**Aim**:
Print verbatim everything in the rows below from the line containing "of the pavement." down to the line containing "<point>94,264</point>", including both of those lines.

**Records provided**:
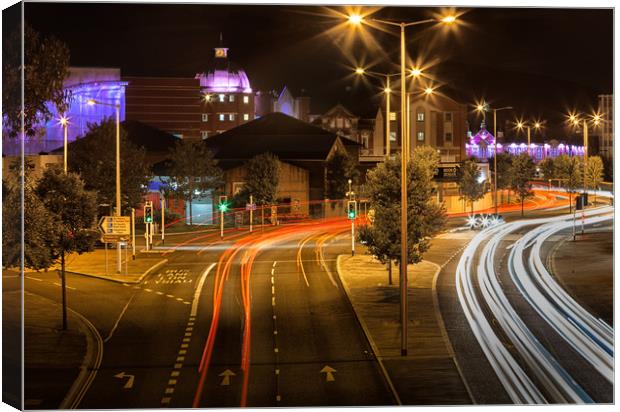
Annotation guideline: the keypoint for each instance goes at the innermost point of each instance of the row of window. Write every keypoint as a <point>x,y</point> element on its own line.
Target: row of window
<point>231,98</point>
<point>222,117</point>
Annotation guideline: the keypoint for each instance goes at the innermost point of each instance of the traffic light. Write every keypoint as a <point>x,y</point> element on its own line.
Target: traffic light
<point>351,209</point>
<point>148,213</point>
<point>223,206</point>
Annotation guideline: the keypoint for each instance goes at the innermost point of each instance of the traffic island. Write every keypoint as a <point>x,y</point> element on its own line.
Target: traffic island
<point>97,264</point>
<point>428,375</point>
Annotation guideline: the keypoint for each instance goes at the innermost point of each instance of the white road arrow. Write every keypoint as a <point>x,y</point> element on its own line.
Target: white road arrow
<point>226,374</point>
<point>329,373</point>
<point>129,383</point>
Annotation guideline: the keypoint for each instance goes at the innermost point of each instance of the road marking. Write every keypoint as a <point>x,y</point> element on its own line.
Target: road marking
<point>118,320</point>
<point>226,377</point>
<point>129,383</point>
<point>329,373</point>
<point>199,287</point>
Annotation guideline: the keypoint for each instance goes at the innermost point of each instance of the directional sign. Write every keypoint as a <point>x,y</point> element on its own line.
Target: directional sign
<point>130,378</point>
<point>226,377</point>
<point>329,373</point>
<point>115,225</point>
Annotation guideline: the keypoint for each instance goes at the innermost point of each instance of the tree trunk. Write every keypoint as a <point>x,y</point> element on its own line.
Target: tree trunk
<point>64,290</point>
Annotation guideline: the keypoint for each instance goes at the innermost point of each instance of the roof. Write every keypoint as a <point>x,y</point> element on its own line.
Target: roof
<point>286,137</point>
<point>140,134</point>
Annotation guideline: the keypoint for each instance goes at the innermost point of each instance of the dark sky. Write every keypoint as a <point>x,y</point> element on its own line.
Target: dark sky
<point>541,61</point>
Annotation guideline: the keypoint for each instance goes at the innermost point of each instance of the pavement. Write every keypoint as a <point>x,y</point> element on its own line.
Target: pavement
<point>585,269</point>
<point>428,375</point>
<point>56,362</point>
<point>94,264</point>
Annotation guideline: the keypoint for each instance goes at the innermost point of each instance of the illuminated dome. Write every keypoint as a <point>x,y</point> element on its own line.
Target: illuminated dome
<point>225,76</point>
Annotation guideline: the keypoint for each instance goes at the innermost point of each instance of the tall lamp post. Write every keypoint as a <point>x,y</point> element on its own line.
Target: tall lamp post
<point>483,107</point>
<point>117,108</point>
<point>356,19</point>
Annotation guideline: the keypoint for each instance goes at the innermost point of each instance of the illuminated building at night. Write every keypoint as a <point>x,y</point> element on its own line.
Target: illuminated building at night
<point>83,83</point>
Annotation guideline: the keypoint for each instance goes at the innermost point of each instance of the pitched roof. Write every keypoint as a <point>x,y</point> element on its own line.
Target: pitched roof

**Output for this exercise**:
Annotation guideline: the keypoint for each instance goes at the innermost point of each instance of the pavement. Write every keypoint as a <point>x,y</point> element on its own line.
Target: pavement
<point>585,269</point>
<point>428,375</point>
<point>56,362</point>
<point>94,264</point>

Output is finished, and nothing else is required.